> Passage to read
* * * * *

Equidistant between Denver and Santa Fe, New Mexico, with a population hovering around 8,000, it’s surprising that Trinidad has a college at all. And yet, founded in 1925, TSC was the first community college in Colorado. The college is widely regarded as having the best gunsmithing school in the United States. Students can also pursue a vocational or arts, science track at either the Trinidad or Alamosa campus.

Robotics team members Landon Knight and Sun Richardson inspect the inner workings of a S.W.A.R.M. robot.

Many high school students take advantage of the unique opportunity to earn college credits and pursue concurrent enrollment. In fact, this past school year, the seven-member robotics team included two high school students. The college is so small, with only about 1,000 students on the Trinidad campus, the robotics team is considered an athletic team and the athletic director publicizes most of their events.

“No one expects Trinidad to have this kind of program,” Clements says wryly.

Robotics team member Kayla Gardiner agrees: “Cindy is incredibly dedicated to the robotics program. The region would not have anything like it without her.”

LOOKING BACK
According to the TSC website, “The Trinidad State Robotics Team got its start in 2009 when the school was invited to join the Colorado Space Grant Consortium. The program has evolved gradually and each team has improved on the previous year’s design.”

This past spring, students again competed in COSGC’s Robotics Challenge at the Great Sand Dunes National Park. As part of the event, students submitted a research paper and presented their research at COSGC’s symposium.

The first paper from a TSC team was accepted in 2011 and, since then, the team has won best robot in its weight division every year it has been entered. It has also won the People’s Choice Award five times, and its paper/presentation has won a session award four times. In 2022, TSC robotics again took the best paper/presentation session award.

Clements’ efforts do not go unnoticed. According to Bernadette Garcia Galvez, interim director of the Colorado Space Grant Consortium, “Clements is an exceptional educator. She has developed an approach in which she is able to engage beginning students and develop their skills to a point that her teams are consistently the only team able to demonstrate advanced autonomy at the annual event. She gives her all to keep the program going.”

* * * * *

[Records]
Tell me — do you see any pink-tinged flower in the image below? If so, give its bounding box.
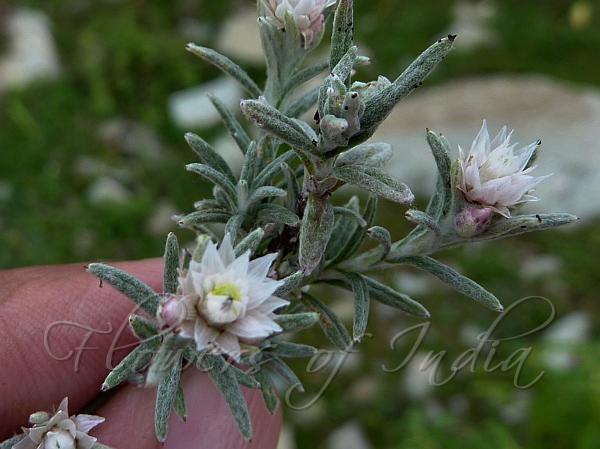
[458,120,550,218]
[13,398,104,449]
[265,0,336,48]
[159,235,289,360]
[454,205,494,237]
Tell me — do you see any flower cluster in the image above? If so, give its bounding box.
[159,234,289,360]
[13,398,104,449]
[267,0,336,49]
[459,120,550,218]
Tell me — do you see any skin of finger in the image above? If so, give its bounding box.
[0,259,163,441]
[92,369,281,449]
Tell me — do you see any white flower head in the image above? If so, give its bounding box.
[458,120,550,218]
[265,0,336,48]
[13,398,104,449]
[159,234,289,360]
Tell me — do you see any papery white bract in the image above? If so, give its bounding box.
[265,0,336,48]
[13,398,104,449]
[458,120,550,217]
[159,235,289,360]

* * * * *

> Directive
From the passage on the Trinidad State robotics team, extract the stretch from "LOOKING BACK" through "at COSGC’s symposium.". The records were taken from a separate source.

> Exercise output
LOOKING BACK
According to the TSC website, “The Trinidad State Robotics Team got its start in 2009 when the school was invited to join the Colorado Space Grant Consortium. The program has evolved gradually and each team has improved on the previous year’s design.”

This past spring, students again competed in COSGC’s Robotics Challenge at the Great Sand Dunes National Park. As part of the event, students submitted a research paper and presented their research at COSGC’s symposium.